DIRECTIONS:
a) Write out the passage of the Storm rebalancing post that begins at the words "I remember some" and stops after "a few hours.".
b) According to the Storm rebalancing post, which Storm versions had some issues when workers were failing?
c) Carry on the Storm rebalancing post past its last sentence.

SOURCE:
---*---
Re: Storm rebalancing problems

Posted by Jungtaek Lim <ka...@gmail.com>.

Hi Julián,

Which version of Storm do you use?
I remember some of Storm 0.9.x versions has some issues when workers are
failing, so I'd like to know about it.

Thanks,
Jungtaek Lim (HeartSaVioR)

2016년 5월 26일 (목) 오후 5:53, Julián Bermejo Ferreiro | BEEVA <
julian.bermejo@beeva.com>님이 작성:

> Hello,
>
> We have a multiple-node storm cluster running on a Production environment.
> We have had some issues with a couple of machines, which have been out of
> service for a few hours.
>
> Because some workers of the deployed topologies were running on the failed
> machines, cluster's behaviour has been unusual (It has been running but not
> as it should).
>
> Once we recovered the failed nodes, and rebalanced the topologies, the
> cluster returned to work properly.
---*---
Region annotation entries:

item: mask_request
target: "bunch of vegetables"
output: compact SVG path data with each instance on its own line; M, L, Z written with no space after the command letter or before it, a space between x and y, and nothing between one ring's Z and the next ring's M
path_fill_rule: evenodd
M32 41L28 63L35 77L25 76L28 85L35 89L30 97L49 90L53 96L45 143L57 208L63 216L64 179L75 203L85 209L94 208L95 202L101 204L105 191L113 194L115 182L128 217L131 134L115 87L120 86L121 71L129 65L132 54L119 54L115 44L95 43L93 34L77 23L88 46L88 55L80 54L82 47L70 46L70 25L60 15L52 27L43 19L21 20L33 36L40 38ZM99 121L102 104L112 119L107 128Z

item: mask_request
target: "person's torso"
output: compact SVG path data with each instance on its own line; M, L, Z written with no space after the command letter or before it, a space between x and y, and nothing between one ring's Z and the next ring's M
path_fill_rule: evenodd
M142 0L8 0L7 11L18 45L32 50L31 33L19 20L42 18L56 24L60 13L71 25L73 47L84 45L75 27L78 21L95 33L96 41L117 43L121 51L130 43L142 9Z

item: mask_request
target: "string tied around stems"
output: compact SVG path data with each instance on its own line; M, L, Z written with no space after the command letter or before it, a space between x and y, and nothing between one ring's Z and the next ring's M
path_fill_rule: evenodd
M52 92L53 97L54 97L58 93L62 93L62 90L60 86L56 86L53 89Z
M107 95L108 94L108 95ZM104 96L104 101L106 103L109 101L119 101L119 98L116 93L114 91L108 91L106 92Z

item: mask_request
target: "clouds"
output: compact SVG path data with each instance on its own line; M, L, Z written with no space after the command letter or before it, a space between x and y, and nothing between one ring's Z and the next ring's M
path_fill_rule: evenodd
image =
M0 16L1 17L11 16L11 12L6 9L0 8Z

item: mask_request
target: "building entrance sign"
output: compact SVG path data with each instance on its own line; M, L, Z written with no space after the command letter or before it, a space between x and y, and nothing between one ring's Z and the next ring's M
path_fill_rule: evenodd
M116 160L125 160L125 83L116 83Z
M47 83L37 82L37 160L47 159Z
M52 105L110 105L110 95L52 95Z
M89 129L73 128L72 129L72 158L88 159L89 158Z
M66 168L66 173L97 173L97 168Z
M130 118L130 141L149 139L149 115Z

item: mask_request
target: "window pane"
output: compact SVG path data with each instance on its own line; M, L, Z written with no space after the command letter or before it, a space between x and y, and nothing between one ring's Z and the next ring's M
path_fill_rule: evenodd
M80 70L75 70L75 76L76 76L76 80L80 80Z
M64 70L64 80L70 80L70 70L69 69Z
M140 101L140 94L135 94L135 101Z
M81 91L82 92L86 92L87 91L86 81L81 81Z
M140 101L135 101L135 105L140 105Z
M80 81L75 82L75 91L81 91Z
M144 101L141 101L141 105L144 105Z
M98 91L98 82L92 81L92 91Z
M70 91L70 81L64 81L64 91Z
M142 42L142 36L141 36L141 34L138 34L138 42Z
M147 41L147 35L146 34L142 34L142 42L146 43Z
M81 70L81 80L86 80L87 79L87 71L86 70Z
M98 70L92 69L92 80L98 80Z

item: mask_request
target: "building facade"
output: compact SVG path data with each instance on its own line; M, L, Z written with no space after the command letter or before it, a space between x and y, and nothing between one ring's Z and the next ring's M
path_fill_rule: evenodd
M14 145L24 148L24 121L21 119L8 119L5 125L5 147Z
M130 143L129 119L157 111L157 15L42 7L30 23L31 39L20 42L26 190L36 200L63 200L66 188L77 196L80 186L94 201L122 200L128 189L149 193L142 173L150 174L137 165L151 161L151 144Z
---*---
ANSWERS GIVEN:
a)
I remember some of Storm 0.9.x versions has some issues when workers are
failing, so I'd like to know about it.

Thanks,
Jungtaek Lim (HeartSaVioR)

2016년 5월 26일 (목) 오후 5:53, Julián Bermejo Ferreiro | BEEVA <
julian.bermejo@beeva.com>님이 작성:

> Hello,
>
> We have a multiple-node storm cluster running on a Production environment.
> We have had some issues with a couple of machines, which have been out of
> service for a few hours.

b) Some of the Storm 0.9.x versions.

c)
>
> We would like to know if there is any way to alert nimbus, when a node
> fall down, in order to rebalance the affected topologies and  create new
> workers in the healthy nodes of the cluster that supply those who were
> working on the failed ones.
>
> This would have helped us so much, because we could have kept consistency
> in our service in spite of the failed nodes.
>
> Any advice?
>
> Tahnks in advance!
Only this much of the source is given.